Oh, yes. Dorothy helped me tremendously on my novel when she visited with me in San Antonio. There's a line in her book Two or Three Things I Know for Sure that's my mantra. And when I was having trouble writing my novel, when I was blocked, Dorothy Allison and Eduardo Galeano were the two people who helped me most. Dorothy just told me to forget about the deadline, to take as much time as I needed and trust the book. Eduardo reminded me that there was no point of writing the book if I wasn't having fun.

When I did the Lannan reading and the interview with Dorothy Allison afterwards, it was a very difficult time for me. My father was dying, and I was like a glass of water filled to the top. A few months earlier right before a function I'd burst into tears. I started yelping, and I couldn't talk at all for about a half hour. I was afraid that would happen again.

This was such a sad and difficult time for me. I was reading a section based on my father's life and my father was dying. I really should have backed out of the reading, should have said, "No, I'm sorry, I can't do this." But I told Dorothy I'd read and be interviewed, and I didn't want to cancel. Dorothy knew what I was going through. After I read for awhile I asked her if the time was up, and she said yes. I didn't learn till later that she'd let me finish early. That's why the interview went on so long, because the reading was cut short. I never watch myself on video, but that's one I really don't want to see.
++++
- Do this -
Print the whole Dorothy Allison passage word for word. The rows that follow are not needed for anything here.

Pointing entries for named objects
++++
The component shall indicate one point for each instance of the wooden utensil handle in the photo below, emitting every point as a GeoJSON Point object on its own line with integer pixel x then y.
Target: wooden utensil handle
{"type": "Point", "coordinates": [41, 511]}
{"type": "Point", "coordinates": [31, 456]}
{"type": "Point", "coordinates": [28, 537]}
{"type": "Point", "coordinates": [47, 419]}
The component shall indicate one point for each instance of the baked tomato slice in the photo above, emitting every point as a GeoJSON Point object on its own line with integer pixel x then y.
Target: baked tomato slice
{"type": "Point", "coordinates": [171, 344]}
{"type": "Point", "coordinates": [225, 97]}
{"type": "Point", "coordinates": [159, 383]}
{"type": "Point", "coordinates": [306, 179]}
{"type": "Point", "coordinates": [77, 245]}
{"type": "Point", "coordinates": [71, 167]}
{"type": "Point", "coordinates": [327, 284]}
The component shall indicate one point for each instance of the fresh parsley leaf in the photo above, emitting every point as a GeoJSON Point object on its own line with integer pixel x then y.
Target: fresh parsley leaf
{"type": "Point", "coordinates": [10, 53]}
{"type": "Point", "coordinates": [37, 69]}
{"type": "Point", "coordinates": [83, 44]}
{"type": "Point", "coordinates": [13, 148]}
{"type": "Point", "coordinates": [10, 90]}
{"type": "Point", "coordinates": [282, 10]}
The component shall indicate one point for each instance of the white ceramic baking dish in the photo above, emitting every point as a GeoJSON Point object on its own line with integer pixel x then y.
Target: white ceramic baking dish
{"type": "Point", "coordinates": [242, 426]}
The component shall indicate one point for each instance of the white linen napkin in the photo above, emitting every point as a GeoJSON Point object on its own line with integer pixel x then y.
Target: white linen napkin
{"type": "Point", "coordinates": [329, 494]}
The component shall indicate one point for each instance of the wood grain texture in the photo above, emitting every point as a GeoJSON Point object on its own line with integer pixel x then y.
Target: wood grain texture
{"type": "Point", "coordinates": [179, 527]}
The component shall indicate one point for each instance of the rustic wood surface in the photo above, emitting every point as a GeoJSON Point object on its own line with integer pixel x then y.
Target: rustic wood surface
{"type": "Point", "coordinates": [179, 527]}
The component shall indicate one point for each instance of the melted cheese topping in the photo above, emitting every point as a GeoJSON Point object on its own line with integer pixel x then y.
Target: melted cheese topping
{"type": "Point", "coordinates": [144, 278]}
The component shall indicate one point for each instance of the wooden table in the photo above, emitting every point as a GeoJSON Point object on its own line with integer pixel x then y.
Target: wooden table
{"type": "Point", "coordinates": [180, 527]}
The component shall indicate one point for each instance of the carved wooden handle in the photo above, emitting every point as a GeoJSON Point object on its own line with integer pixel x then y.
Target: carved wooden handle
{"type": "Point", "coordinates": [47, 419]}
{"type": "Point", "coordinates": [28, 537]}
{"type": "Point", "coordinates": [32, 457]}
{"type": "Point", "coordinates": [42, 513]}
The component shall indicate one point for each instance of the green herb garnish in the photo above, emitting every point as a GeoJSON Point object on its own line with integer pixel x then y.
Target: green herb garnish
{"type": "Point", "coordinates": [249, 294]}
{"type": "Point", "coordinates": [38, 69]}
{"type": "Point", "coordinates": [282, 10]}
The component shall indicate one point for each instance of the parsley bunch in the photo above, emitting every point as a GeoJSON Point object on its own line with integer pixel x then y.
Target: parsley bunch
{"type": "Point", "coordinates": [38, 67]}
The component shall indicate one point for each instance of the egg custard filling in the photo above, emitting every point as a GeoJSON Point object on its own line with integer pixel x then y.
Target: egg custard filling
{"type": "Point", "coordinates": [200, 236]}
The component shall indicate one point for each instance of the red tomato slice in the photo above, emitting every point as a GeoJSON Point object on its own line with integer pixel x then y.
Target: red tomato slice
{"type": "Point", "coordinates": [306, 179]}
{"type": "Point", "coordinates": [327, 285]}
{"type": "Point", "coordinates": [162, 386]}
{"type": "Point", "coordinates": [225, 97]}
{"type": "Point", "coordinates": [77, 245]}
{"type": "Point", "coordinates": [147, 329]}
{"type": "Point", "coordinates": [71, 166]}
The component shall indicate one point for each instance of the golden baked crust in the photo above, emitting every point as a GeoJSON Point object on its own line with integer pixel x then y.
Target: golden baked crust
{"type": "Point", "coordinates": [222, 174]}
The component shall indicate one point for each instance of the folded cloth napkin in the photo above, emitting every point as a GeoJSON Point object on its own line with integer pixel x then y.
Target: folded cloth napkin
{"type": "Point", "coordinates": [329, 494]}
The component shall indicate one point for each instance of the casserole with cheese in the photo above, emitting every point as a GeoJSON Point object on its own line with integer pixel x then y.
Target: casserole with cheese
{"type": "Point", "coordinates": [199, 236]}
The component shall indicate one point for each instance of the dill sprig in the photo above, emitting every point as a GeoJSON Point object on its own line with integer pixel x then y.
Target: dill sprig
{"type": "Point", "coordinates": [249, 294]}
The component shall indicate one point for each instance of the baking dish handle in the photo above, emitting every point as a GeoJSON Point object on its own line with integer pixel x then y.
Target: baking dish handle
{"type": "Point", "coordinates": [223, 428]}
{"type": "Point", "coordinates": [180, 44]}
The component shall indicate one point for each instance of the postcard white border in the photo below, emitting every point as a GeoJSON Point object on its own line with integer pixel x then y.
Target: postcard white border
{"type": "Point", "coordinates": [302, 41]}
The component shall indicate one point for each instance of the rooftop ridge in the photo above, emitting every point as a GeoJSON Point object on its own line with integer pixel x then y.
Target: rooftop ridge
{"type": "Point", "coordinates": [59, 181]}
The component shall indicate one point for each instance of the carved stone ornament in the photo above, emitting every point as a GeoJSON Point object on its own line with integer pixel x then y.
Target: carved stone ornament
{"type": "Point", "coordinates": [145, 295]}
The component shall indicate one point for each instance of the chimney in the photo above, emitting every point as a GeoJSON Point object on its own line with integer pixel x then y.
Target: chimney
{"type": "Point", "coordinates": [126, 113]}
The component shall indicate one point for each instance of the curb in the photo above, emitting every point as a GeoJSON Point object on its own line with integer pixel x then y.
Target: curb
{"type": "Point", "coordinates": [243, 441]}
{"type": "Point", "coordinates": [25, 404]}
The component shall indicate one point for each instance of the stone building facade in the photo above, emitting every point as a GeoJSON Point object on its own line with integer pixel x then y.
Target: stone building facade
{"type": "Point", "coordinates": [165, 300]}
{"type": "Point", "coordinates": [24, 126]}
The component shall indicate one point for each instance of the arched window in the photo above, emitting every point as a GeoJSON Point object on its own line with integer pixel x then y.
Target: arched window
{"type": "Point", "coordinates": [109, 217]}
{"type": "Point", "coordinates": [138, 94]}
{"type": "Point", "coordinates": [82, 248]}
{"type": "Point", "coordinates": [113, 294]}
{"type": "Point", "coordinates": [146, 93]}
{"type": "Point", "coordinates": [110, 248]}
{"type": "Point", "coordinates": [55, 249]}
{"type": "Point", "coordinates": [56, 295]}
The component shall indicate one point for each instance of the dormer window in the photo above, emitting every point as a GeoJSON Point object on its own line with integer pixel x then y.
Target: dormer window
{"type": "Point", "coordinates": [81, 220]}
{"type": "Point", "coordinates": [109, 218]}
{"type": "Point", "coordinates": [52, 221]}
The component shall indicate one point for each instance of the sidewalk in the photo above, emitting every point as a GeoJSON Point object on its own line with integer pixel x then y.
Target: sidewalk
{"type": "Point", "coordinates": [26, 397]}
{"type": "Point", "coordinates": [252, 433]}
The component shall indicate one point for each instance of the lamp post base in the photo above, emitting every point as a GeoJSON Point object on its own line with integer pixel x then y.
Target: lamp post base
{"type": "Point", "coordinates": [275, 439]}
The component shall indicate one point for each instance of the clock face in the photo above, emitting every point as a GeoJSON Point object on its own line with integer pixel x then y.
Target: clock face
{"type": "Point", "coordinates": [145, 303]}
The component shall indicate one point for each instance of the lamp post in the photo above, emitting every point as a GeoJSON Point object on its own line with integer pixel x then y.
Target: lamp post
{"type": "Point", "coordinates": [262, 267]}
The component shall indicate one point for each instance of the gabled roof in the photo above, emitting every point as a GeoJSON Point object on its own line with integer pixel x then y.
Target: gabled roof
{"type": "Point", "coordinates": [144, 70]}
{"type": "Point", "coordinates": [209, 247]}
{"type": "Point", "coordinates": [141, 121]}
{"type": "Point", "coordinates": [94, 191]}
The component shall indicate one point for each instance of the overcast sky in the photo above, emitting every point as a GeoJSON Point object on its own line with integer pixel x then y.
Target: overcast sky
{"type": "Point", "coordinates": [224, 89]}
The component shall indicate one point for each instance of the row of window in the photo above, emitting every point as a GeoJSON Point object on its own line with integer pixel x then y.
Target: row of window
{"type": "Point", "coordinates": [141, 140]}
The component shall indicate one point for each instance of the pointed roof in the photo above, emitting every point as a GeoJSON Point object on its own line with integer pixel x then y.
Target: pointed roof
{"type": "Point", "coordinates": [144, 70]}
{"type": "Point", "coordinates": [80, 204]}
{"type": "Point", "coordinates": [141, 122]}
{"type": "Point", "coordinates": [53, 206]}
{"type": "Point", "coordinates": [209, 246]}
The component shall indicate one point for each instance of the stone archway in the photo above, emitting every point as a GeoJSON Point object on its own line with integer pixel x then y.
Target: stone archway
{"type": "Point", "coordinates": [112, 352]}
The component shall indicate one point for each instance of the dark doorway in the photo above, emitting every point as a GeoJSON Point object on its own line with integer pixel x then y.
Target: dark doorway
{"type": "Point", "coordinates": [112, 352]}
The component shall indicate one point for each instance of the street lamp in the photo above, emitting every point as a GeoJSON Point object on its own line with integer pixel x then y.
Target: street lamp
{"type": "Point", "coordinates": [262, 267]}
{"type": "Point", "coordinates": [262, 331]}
++++
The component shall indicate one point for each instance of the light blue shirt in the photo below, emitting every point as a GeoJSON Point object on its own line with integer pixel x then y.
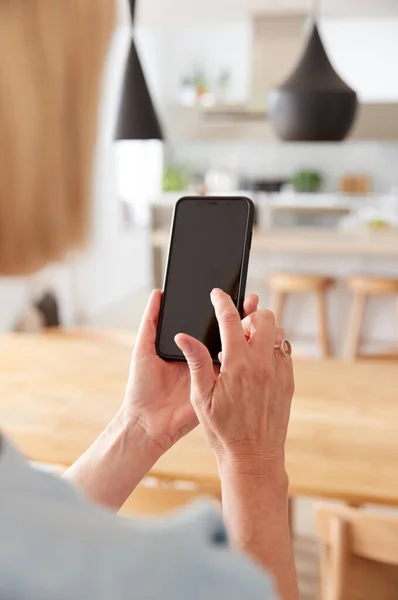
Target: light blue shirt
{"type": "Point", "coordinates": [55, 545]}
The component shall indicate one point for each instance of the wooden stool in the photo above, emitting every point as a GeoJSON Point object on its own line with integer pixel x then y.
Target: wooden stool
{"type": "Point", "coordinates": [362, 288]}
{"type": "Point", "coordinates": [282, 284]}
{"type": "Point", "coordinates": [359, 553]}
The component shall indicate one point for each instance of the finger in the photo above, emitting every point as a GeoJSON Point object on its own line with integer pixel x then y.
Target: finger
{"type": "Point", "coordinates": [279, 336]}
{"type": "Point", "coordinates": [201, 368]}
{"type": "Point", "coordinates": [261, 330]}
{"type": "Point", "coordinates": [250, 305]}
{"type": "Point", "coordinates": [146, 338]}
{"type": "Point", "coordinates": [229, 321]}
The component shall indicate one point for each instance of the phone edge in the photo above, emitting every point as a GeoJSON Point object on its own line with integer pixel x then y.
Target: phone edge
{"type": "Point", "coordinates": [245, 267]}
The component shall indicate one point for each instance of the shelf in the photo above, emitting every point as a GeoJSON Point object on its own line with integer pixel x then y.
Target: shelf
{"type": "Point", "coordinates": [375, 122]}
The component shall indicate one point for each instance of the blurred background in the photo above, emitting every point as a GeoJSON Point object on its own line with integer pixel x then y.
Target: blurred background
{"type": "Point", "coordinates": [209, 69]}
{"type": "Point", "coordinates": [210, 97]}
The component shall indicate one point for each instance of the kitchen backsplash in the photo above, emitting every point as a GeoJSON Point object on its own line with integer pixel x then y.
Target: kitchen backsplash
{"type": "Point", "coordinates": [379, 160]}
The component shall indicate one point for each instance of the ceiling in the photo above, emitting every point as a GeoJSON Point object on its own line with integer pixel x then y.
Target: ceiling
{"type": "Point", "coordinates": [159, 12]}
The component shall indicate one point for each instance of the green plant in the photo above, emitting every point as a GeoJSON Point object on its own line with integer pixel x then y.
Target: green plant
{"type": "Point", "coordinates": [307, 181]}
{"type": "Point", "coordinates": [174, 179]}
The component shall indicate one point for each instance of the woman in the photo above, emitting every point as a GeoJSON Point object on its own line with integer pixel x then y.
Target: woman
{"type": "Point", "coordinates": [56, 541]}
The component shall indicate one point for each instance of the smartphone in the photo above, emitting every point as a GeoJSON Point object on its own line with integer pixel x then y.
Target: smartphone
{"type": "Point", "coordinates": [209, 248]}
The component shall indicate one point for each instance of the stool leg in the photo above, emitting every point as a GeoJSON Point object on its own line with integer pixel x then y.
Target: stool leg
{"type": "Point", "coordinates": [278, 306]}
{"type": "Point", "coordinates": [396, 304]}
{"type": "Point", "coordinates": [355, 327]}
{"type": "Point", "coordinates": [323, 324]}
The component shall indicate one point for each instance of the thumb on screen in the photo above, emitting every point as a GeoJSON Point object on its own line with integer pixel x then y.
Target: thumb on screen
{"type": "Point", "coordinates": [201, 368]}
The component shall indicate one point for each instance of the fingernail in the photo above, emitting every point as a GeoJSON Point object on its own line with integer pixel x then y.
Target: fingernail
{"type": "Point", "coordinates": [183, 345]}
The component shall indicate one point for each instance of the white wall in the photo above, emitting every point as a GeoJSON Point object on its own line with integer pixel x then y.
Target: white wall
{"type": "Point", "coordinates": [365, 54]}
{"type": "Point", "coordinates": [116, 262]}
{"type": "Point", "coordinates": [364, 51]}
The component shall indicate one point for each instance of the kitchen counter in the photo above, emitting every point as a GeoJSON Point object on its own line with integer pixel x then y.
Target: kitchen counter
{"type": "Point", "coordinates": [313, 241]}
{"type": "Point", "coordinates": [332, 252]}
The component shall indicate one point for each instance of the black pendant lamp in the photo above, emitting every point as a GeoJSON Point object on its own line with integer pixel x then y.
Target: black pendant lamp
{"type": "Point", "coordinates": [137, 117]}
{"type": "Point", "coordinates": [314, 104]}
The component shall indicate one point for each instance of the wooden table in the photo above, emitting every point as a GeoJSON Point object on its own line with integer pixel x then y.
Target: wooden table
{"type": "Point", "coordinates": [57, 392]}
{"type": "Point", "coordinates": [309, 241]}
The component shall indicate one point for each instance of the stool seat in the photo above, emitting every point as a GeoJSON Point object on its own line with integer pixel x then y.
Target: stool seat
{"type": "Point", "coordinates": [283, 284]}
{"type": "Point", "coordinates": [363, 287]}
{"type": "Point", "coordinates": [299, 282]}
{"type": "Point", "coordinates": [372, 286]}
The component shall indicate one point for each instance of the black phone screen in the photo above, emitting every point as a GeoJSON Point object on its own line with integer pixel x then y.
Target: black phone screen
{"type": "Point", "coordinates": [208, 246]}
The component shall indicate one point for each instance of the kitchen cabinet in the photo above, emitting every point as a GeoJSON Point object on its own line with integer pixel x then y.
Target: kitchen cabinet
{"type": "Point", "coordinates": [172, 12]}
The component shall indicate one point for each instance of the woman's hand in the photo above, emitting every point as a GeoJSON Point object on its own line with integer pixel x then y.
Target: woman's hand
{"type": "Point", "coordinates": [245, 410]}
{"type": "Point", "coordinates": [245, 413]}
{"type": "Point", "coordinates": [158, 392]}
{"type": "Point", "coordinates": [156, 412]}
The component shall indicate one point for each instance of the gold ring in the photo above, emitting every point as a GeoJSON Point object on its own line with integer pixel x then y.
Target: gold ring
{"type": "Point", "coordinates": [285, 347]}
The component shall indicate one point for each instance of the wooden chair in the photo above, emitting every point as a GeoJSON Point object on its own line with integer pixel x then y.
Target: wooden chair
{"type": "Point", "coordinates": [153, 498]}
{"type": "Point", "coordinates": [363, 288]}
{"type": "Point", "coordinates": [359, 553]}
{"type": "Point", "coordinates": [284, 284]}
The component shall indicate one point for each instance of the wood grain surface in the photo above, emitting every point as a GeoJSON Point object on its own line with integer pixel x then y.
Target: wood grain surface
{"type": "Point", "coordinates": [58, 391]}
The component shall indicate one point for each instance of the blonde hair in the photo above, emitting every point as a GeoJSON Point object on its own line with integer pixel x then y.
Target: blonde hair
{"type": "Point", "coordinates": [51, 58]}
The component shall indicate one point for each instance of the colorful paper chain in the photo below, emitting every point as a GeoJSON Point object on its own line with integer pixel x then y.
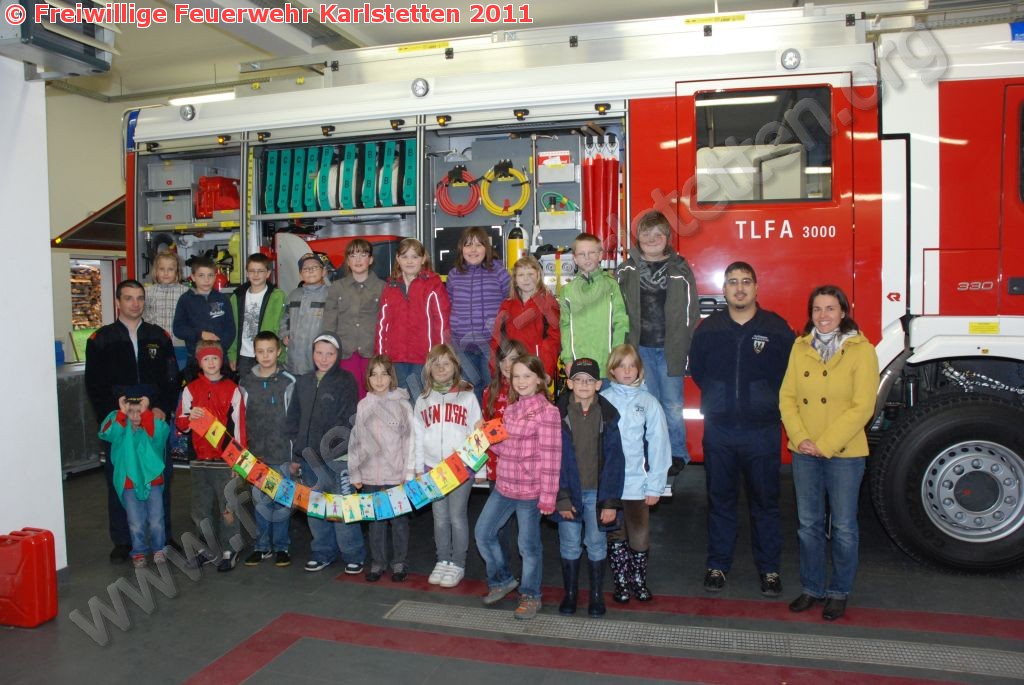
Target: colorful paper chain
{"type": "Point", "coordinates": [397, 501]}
++++
- Right answer -
Oh, yes. Dorothy helped me tremendously on my novel when she visited with me in San Antonio. There's a line in her book Two or Three Things I Know for Sure that's my mantra. And when I was having trouble writing my novel, when I was blocked, Dorothy Allison and Eduardo Galeano were the two people who helped me most. Dorothy just told me to forget about the deadline, to take as much time as I needed and trust the book. Eduardo reminded me that there was no point of writing the book if I wasn't having fun.

When I did the Lannan reading and the interview with Dorothy Allison afterwards, it was a very difficult time for me. My father was dying, and I was like a glass of water filled to the top. A few months earlier right before a function I'd burst into tears. I started yelping, and I couldn't talk at all for about a half hour. I was afraid that would happen again.

This was such a sad and difficult time for me. I was reading a section based on my father's life and my father was dying. I really should have backed out of the reading, should have said, "No, I'm sorry, I can't do this." But I told Dorothy I'd read and be interviewed, and I didn't want to cancel. Dorothy knew what I was going through. After I read for awhile I asked her if the time was up, and she said yes. I didn't learn till later that she'd let me finish early. That's why the interview went on so long, because the reading was cut short. I never watch myself on video, but that's one I really don't want to see.